**WRITTEN EXERCISE 1**
According to the comment, how many days does a Performance Improvement Plan give an employee?

**PASSAGE**

▬▬▬

To me, this looks like exactly what happened. Why are you complaining?

2 comments

I think your understanding of the tech industry is rather unlike mine. I have been a manager previously and there is quite a bit of documentation and process involved in terminating anyone, so much so that a lot of really bad apples can jump teams without getting terminated if they time it well.

Even when they're caught, they get put on a Performance Improvement Plan (PIP) which is shorthand for giving them 60 days to find a new job or to turn their life around internally. Usually, it leads to the former, sometimes the latter. I've seen both.

It's an imperfect and biased process. But the attempt is usually made because HR fears unjustified termination lawsuits despite the "at will" employee status of just about everyone.

Unless they've tried to hack the company's servers for private data, I've never seen anyone fired on the spot without the above process unfolding. Maybe your experience differs?

PS I also think Charles Manson and The Unabomber were unambiguously guilty. That doesn't change my opinion that they deserved the trial they got.

PPS If as amyjess seemingly suggests that female professors at MIT repeatedly filed complaints against him and nothing happened, well then carry on Twitter mob, good job, seriously.

▬▬▬

**DATASET RECORDS**
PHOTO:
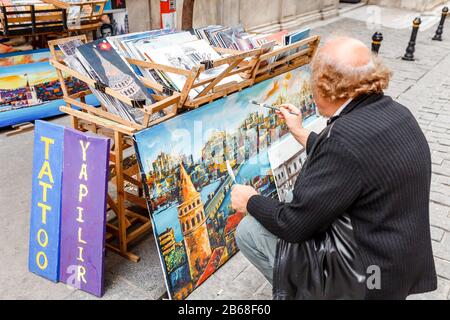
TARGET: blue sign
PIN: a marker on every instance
(46, 200)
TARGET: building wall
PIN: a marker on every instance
(255, 15)
(419, 5)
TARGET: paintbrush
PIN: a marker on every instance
(230, 172)
(275, 108)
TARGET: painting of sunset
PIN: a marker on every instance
(31, 84)
(185, 162)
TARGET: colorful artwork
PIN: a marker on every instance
(104, 64)
(25, 82)
(118, 4)
(83, 223)
(19, 58)
(46, 200)
(184, 162)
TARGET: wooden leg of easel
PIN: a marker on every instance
(122, 219)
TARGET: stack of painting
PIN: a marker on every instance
(184, 165)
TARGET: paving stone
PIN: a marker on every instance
(422, 86)
(264, 292)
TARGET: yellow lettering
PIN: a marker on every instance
(48, 142)
(39, 236)
(83, 172)
(44, 264)
(81, 272)
(84, 148)
(80, 214)
(45, 170)
(45, 186)
(44, 208)
(82, 193)
(80, 254)
(79, 236)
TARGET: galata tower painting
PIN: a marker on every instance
(191, 215)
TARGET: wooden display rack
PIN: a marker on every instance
(253, 66)
(83, 23)
(239, 63)
(127, 206)
(295, 56)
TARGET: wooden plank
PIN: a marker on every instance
(161, 67)
(98, 120)
(105, 114)
(139, 231)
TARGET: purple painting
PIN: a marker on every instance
(83, 219)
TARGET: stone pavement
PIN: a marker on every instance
(423, 86)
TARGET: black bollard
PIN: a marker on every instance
(409, 54)
(440, 29)
(377, 38)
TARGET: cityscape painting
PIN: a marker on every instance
(21, 88)
(186, 163)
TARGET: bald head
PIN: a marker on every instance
(342, 69)
(346, 53)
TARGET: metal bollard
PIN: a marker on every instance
(440, 29)
(377, 38)
(409, 54)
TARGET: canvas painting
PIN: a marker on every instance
(184, 162)
(186, 56)
(105, 65)
(29, 80)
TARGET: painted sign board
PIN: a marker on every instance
(86, 160)
(46, 200)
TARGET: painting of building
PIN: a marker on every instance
(184, 164)
(32, 84)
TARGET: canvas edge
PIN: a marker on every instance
(150, 212)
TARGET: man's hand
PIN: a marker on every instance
(294, 122)
(240, 195)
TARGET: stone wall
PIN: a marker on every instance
(255, 15)
(418, 5)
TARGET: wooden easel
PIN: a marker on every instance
(129, 222)
(253, 66)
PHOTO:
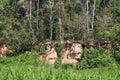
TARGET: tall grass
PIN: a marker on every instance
(28, 67)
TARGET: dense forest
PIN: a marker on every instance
(25, 24)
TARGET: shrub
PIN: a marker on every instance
(94, 58)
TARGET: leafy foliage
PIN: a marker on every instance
(94, 58)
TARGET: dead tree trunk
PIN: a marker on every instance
(93, 15)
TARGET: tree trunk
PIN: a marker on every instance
(93, 15)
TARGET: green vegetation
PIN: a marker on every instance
(27, 66)
(25, 25)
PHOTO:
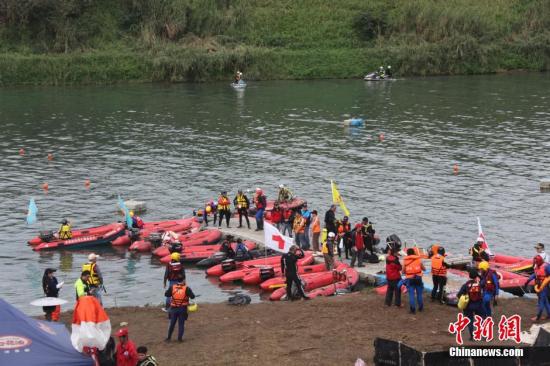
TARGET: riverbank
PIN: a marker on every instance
(146, 41)
(323, 331)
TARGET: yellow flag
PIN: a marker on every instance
(337, 199)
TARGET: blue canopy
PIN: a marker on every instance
(27, 341)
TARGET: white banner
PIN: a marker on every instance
(273, 239)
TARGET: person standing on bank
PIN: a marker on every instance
(180, 294)
(289, 267)
(242, 203)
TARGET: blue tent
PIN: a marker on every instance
(25, 341)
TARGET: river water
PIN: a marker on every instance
(173, 146)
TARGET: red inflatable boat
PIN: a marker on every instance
(84, 241)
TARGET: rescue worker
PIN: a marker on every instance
(65, 232)
(179, 293)
(223, 209)
(284, 195)
(261, 202)
(490, 286)
(95, 283)
(51, 289)
(330, 220)
(289, 267)
(541, 270)
(439, 274)
(393, 276)
(126, 354)
(242, 203)
(472, 288)
(412, 269)
(358, 249)
(81, 285)
(328, 251)
(174, 270)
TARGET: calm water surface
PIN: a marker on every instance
(173, 146)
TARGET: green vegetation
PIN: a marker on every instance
(102, 41)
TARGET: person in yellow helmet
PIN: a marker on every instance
(174, 270)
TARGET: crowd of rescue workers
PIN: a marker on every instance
(333, 237)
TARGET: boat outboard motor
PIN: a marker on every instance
(46, 236)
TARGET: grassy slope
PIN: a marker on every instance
(303, 39)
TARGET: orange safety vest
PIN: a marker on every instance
(179, 296)
(413, 266)
(438, 269)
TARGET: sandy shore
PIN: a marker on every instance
(323, 331)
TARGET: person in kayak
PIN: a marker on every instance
(224, 209)
(472, 288)
(289, 267)
(260, 201)
(174, 270)
(179, 294)
(65, 231)
(490, 286)
(95, 283)
(242, 203)
(51, 289)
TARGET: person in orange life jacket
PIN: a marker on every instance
(472, 288)
(261, 202)
(180, 295)
(289, 267)
(541, 272)
(174, 270)
(412, 269)
(358, 249)
(490, 286)
(393, 276)
(126, 354)
(439, 274)
(51, 289)
(242, 203)
(223, 208)
(344, 235)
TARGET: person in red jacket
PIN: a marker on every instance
(393, 276)
(126, 354)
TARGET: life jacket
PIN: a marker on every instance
(65, 232)
(179, 296)
(241, 201)
(174, 270)
(413, 266)
(474, 291)
(223, 203)
(94, 277)
(438, 269)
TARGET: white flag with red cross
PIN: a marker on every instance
(275, 240)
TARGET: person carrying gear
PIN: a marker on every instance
(490, 285)
(285, 195)
(260, 201)
(412, 270)
(95, 282)
(541, 273)
(224, 209)
(174, 270)
(65, 231)
(289, 267)
(242, 203)
(328, 251)
(472, 289)
(439, 274)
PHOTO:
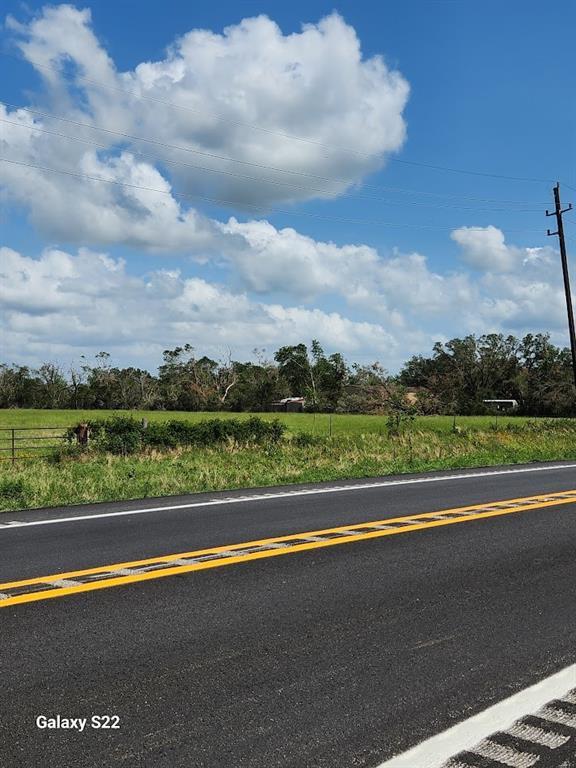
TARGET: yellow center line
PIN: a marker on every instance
(421, 521)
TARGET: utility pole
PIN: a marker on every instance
(558, 211)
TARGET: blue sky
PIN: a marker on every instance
(489, 91)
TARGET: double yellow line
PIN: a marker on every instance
(105, 576)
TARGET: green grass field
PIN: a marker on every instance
(342, 424)
(360, 446)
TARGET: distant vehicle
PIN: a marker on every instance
(288, 405)
(502, 405)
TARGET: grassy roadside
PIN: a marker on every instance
(105, 477)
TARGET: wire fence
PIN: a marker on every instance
(21, 443)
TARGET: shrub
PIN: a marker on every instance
(305, 440)
(14, 491)
(124, 435)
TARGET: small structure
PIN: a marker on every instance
(288, 405)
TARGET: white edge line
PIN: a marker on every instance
(434, 752)
(281, 495)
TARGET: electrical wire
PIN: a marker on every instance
(242, 204)
(157, 142)
(263, 180)
(282, 134)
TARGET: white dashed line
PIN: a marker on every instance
(441, 750)
(537, 735)
(554, 715)
(505, 755)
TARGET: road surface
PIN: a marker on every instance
(310, 626)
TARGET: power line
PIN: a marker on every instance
(558, 213)
(242, 204)
(285, 135)
(165, 145)
(263, 180)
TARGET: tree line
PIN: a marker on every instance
(455, 378)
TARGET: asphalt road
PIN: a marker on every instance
(334, 657)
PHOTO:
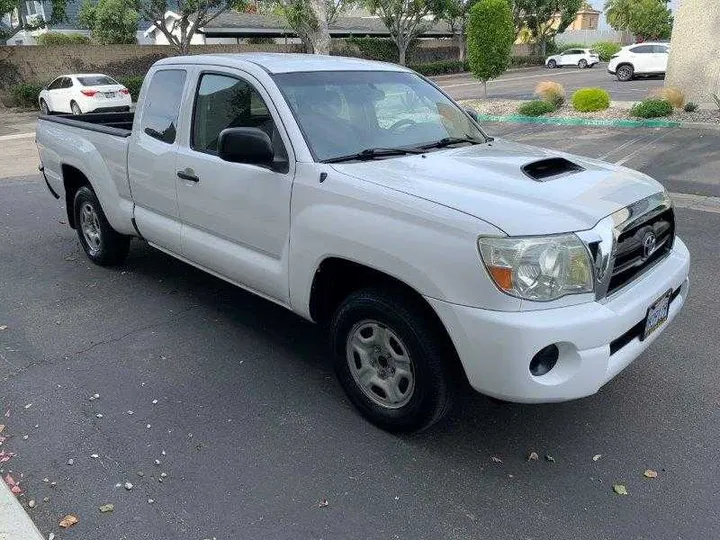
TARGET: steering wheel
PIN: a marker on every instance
(401, 123)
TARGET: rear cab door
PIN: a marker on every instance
(151, 157)
(235, 216)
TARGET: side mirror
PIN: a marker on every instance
(245, 145)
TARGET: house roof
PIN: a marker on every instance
(235, 24)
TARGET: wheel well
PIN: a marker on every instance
(337, 278)
(73, 179)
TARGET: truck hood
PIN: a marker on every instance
(487, 181)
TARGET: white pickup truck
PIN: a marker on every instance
(360, 196)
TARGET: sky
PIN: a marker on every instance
(600, 4)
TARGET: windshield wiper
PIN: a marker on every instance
(448, 141)
(372, 153)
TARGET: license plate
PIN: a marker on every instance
(657, 314)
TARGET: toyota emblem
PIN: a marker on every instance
(649, 242)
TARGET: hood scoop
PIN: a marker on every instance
(550, 168)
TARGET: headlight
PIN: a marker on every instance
(539, 268)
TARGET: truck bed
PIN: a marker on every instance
(118, 124)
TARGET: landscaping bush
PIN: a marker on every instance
(440, 67)
(57, 38)
(672, 95)
(606, 49)
(132, 83)
(590, 99)
(652, 108)
(551, 92)
(527, 61)
(26, 94)
(536, 108)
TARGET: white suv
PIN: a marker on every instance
(640, 59)
(581, 58)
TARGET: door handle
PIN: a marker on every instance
(189, 176)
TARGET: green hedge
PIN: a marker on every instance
(26, 94)
(652, 108)
(590, 99)
(536, 108)
(56, 38)
(132, 83)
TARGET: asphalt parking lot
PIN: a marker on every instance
(235, 399)
(520, 84)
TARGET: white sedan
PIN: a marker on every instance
(581, 58)
(83, 93)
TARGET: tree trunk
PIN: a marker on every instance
(321, 37)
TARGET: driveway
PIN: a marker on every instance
(520, 84)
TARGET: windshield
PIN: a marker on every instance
(96, 80)
(345, 112)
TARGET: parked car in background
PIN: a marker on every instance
(582, 58)
(640, 59)
(84, 93)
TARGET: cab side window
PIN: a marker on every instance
(162, 105)
(223, 102)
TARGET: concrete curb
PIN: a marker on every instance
(595, 122)
(15, 524)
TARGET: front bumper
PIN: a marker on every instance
(496, 347)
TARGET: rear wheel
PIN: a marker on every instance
(391, 360)
(102, 244)
(625, 73)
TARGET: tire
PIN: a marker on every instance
(102, 244)
(401, 339)
(625, 72)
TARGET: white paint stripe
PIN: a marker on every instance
(15, 524)
(15, 136)
(509, 79)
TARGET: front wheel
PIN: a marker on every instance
(392, 360)
(102, 244)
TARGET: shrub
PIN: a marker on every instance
(672, 95)
(652, 108)
(551, 92)
(606, 50)
(26, 94)
(132, 83)
(57, 38)
(536, 108)
(590, 99)
(440, 67)
(527, 61)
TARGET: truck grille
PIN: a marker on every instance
(641, 245)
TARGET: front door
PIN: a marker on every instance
(235, 216)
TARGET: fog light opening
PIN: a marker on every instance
(544, 360)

▬▬▬

**WRITTEN EXERCISE 2**
Rewrite the stretch of entries from the line containing "TARGET: front wheel" through the end of the entries, keeping every line. Multiply each answer coordinate by 1.95 and round it to a whole number, with halves rounding up.

**CORRECT RESULT 1**
60 days

**CORRECT RESULT 2**
TARGET: front wheel
PIN: a marker on every instance
(764, 702)
(199, 476)
TARGET: shrub
PIN: a marker on every instance
(1310, 185)
(1271, 211)
(1074, 179)
(1182, 98)
(51, 183)
(257, 162)
(111, 74)
(1045, 211)
(1151, 193)
(858, 131)
(1028, 119)
TARGET: truck grille
PIN: a marker on every instance
(1250, 478)
TARGET: front door
PIN: a marker on every instance
(458, 421)
TARGET: fog light opening
PIN: a marker on every instance
(1061, 702)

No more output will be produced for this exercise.